### What needs to be done
Below are some entries. Return exactly the lines from the one with "annotation. Detect foliage" through the final line, leaving out any pictures.

<<<<

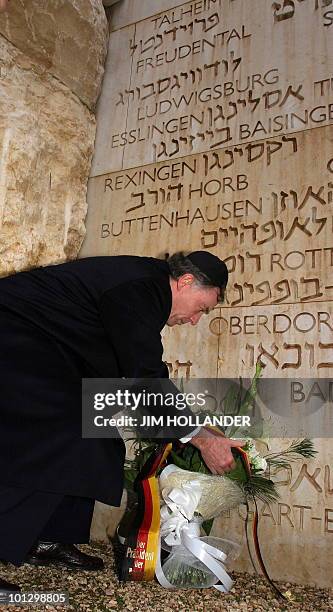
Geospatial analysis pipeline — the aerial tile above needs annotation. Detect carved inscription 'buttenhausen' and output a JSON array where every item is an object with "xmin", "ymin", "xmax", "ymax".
[{"xmin": 272, "ymin": 0, "xmax": 333, "ymax": 27}]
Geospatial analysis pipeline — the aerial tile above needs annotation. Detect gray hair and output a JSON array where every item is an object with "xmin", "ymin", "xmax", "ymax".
[{"xmin": 167, "ymin": 251, "xmax": 224, "ymax": 302}]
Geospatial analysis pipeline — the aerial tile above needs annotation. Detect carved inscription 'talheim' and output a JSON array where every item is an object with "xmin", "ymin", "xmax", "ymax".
[
  {"xmin": 86, "ymin": 126, "xmax": 333, "ymax": 307},
  {"xmin": 81, "ymin": 0, "xmax": 333, "ymax": 586},
  {"xmin": 92, "ymin": 0, "xmax": 333, "ymax": 175}
]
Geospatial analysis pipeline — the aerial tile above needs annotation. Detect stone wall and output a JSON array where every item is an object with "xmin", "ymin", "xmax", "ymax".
[
  {"xmin": 0, "ymin": 0, "xmax": 108, "ymax": 274},
  {"xmin": 81, "ymin": 0, "xmax": 333, "ymax": 586}
]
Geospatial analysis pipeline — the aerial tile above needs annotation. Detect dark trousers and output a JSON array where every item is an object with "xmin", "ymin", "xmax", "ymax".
[{"xmin": 0, "ymin": 486, "xmax": 95, "ymax": 565}]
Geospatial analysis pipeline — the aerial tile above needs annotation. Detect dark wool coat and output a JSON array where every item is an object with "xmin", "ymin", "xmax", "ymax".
[{"xmin": 0, "ymin": 256, "xmax": 193, "ymax": 505}]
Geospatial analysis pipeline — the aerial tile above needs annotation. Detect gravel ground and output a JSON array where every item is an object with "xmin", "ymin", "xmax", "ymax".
[{"xmin": 0, "ymin": 544, "xmax": 333, "ymax": 612}]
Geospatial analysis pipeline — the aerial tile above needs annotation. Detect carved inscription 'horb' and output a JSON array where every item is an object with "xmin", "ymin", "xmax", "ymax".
[{"xmin": 84, "ymin": 127, "xmax": 333, "ymax": 310}]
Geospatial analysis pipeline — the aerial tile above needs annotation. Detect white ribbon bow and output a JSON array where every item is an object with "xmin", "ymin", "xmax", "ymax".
[{"xmin": 155, "ymin": 466, "xmax": 233, "ymax": 593}]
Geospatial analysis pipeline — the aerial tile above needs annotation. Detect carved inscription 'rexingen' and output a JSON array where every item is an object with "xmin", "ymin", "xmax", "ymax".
[{"xmin": 91, "ymin": 127, "xmax": 333, "ymax": 314}]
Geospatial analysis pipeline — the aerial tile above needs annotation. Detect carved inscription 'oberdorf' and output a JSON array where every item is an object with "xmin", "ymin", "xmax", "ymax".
[
  {"xmin": 88, "ymin": 126, "xmax": 333, "ymax": 307},
  {"xmin": 82, "ymin": 0, "xmax": 333, "ymax": 586}
]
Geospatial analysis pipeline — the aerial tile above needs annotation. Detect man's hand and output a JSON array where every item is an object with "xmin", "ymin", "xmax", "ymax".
[{"xmin": 191, "ymin": 427, "xmax": 245, "ymax": 474}]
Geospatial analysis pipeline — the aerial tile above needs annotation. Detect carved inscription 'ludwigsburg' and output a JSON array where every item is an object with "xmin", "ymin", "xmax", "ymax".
[
  {"xmin": 97, "ymin": 0, "xmax": 333, "ymax": 166},
  {"xmin": 83, "ymin": 0, "xmax": 333, "ymax": 586}
]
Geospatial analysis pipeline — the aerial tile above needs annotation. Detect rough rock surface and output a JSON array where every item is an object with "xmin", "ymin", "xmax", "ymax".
[
  {"xmin": 0, "ymin": 0, "xmax": 107, "ymax": 275},
  {"xmin": 0, "ymin": 0, "xmax": 108, "ymax": 108}
]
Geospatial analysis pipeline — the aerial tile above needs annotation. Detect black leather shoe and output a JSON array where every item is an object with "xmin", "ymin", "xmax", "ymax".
[
  {"xmin": 0, "ymin": 578, "xmax": 21, "ymax": 598},
  {"xmin": 25, "ymin": 542, "xmax": 104, "ymax": 571}
]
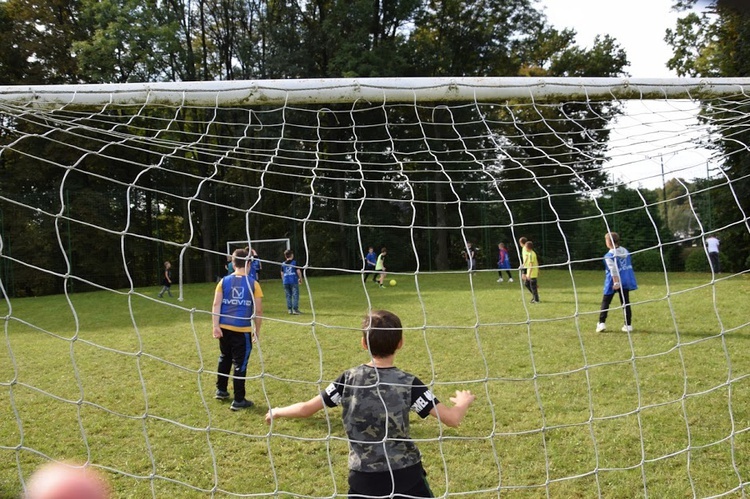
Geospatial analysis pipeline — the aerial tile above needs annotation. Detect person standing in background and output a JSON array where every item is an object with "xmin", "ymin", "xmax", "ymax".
[{"xmin": 706, "ymin": 234, "xmax": 721, "ymax": 274}]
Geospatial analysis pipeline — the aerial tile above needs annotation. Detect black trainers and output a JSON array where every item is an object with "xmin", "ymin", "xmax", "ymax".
[{"xmin": 229, "ymin": 399, "xmax": 254, "ymax": 411}]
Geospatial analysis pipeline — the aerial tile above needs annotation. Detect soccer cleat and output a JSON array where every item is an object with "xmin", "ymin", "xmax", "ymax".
[{"xmin": 229, "ymin": 399, "xmax": 255, "ymax": 411}]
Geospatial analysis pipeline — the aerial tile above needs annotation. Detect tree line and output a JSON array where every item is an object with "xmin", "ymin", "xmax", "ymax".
[{"xmin": 0, "ymin": 0, "xmax": 748, "ymax": 295}]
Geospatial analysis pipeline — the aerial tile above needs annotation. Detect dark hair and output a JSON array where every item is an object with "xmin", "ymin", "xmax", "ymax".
[
  {"xmin": 362, "ymin": 310, "xmax": 403, "ymax": 358},
  {"xmin": 232, "ymin": 249, "xmax": 248, "ymax": 268},
  {"xmin": 604, "ymin": 232, "xmax": 620, "ymax": 247}
]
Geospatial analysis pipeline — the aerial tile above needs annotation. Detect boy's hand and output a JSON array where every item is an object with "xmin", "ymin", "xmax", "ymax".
[{"xmin": 450, "ymin": 390, "xmax": 476, "ymax": 407}]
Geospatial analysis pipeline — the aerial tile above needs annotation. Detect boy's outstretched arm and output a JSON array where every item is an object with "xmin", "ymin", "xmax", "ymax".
[
  {"xmin": 266, "ymin": 395, "xmax": 323, "ymax": 424},
  {"xmin": 430, "ymin": 390, "xmax": 476, "ymax": 428}
]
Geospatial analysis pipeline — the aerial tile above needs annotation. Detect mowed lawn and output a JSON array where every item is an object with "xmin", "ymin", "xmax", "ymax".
[{"xmin": 0, "ymin": 270, "xmax": 750, "ymax": 498}]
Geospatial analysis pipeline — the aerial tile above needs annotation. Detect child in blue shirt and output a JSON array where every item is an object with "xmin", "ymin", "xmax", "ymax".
[
  {"xmin": 497, "ymin": 243, "xmax": 513, "ymax": 282},
  {"xmin": 281, "ymin": 250, "xmax": 302, "ymax": 315},
  {"xmin": 596, "ymin": 232, "xmax": 638, "ymax": 333}
]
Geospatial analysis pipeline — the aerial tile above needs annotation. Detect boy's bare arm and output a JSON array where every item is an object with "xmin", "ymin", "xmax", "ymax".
[
  {"xmin": 430, "ymin": 390, "xmax": 476, "ymax": 428},
  {"xmin": 266, "ymin": 395, "xmax": 323, "ymax": 424}
]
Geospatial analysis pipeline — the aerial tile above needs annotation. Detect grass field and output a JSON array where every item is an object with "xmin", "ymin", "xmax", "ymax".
[{"xmin": 0, "ymin": 270, "xmax": 750, "ymax": 498}]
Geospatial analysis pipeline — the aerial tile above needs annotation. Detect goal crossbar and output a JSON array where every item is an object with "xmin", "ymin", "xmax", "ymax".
[{"xmin": 0, "ymin": 77, "xmax": 750, "ymax": 108}]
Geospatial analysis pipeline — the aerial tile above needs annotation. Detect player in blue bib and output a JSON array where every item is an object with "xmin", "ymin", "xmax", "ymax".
[
  {"xmin": 596, "ymin": 232, "xmax": 638, "ymax": 333},
  {"xmin": 212, "ymin": 249, "xmax": 263, "ymax": 411}
]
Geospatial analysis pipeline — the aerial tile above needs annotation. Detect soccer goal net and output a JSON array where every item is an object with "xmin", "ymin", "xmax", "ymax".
[{"xmin": 0, "ymin": 78, "xmax": 750, "ymax": 498}]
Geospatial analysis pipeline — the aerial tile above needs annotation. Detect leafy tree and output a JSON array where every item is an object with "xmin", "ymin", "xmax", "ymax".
[
  {"xmin": 665, "ymin": 0, "xmax": 750, "ymax": 271},
  {"xmin": 72, "ymin": 0, "xmax": 184, "ymax": 83},
  {"xmin": 0, "ymin": 0, "xmax": 86, "ymax": 85}
]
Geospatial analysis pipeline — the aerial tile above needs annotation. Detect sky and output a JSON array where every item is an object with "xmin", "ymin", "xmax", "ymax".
[
  {"xmin": 539, "ymin": 0, "xmax": 679, "ymax": 78},
  {"xmin": 538, "ymin": 0, "xmax": 715, "ymax": 189}
]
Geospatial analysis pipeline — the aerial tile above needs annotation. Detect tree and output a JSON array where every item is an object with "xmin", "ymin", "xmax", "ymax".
[{"xmin": 665, "ymin": 0, "xmax": 750, "ymax": 271}]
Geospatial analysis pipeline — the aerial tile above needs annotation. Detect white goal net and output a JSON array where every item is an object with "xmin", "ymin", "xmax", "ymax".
[{"xmin": 0, "ymin": 78, "xmax": 750, "ymax": 498}]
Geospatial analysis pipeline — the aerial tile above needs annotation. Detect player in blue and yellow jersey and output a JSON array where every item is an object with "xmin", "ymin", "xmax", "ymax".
[{"xmin": 212, "ymin": 249, "xmax": 263, "ymax": 411}]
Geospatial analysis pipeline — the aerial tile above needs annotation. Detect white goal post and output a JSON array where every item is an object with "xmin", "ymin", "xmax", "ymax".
[{"xmin": 0, "ymin": 77, "xmax": 750, "ymax": 499}]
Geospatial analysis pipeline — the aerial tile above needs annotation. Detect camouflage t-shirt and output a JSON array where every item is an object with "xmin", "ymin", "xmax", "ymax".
[{"xmin": 321, "ymin": 365, "xmax": 438, "ymax": 473}]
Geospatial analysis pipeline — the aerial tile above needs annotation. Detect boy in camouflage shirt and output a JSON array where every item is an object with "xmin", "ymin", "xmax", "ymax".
[{"xmin": 266, "ymin": 310, "xmax": 474, "ymax": 498}]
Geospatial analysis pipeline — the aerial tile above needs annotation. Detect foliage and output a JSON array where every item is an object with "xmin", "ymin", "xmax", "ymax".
[{"xmin": 666, "ymin": 0, "xmax": 750, "ymax": 271}]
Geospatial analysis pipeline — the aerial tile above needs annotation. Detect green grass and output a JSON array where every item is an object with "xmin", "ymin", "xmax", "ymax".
[{"xmin": 0, "ymin": 271, "xmax": 750, "ymax": 498}]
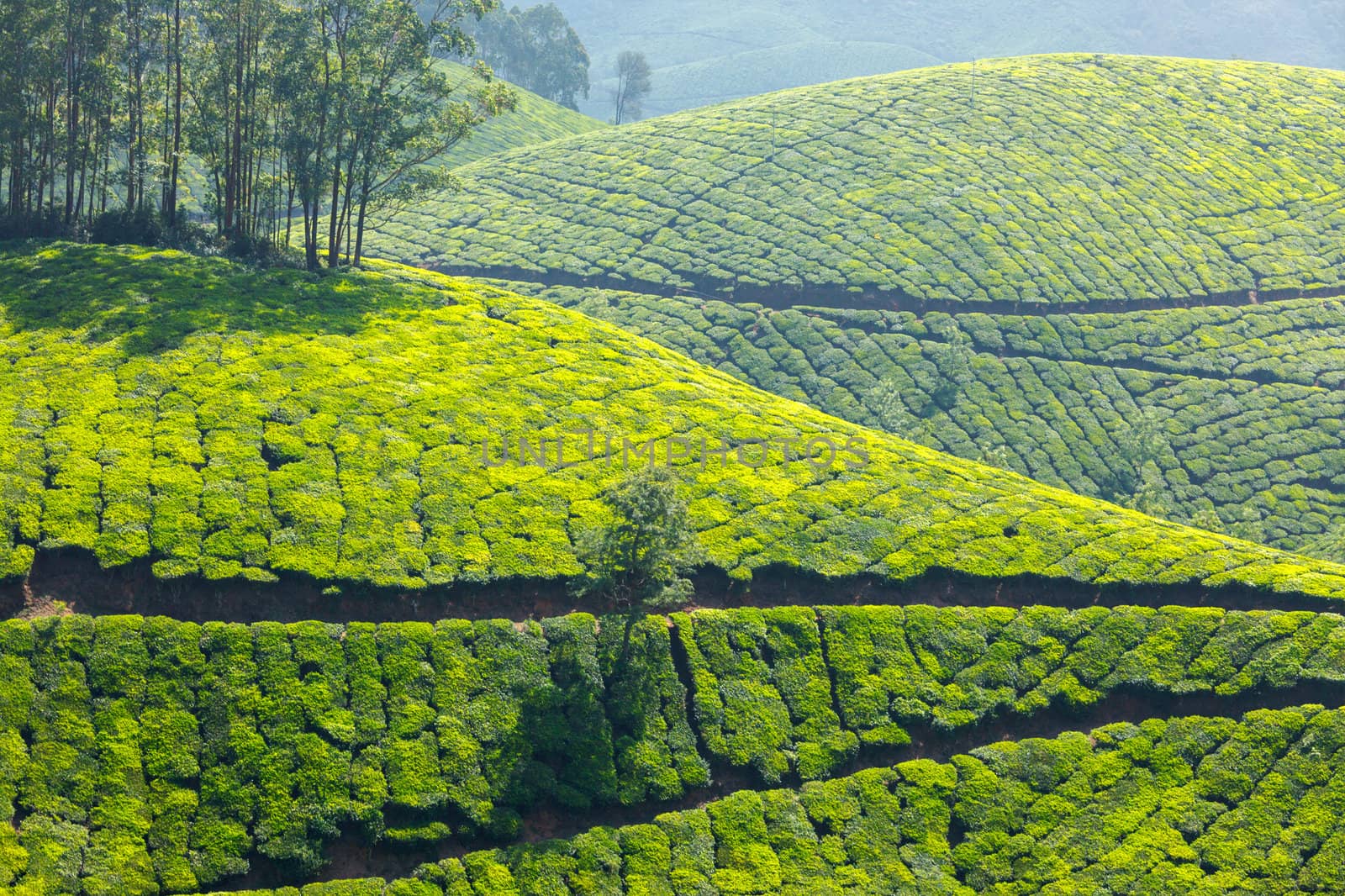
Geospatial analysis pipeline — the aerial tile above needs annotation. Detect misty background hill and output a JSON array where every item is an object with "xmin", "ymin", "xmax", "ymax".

>>>>

### Response
Geospatial analysis pipeline — the aerial tile above needs annotation. Detect foliage and output a JSON array where every item is an object with "xmin", "ymin", "xmax", "ymax".
[{"xmin": 666, "ymin": 0, "xmax": 750, "ymax": 271}]
Geospatial analysis pipeline — the aerial tile above needs annotation. Detect green grass and output a JSON array where every item is an object with "xmin", "ymin", "xmax", "ymax".
[{"xmin": 0, "ymin": 271, "xmax": 750, "ymax": 498}]
Geospatial analysis pipeline — the aerial tile above needs annotation. Detect misty background hill and output a JSON array where every item is an object with "xmin", "ymin", "xmax", "ymax".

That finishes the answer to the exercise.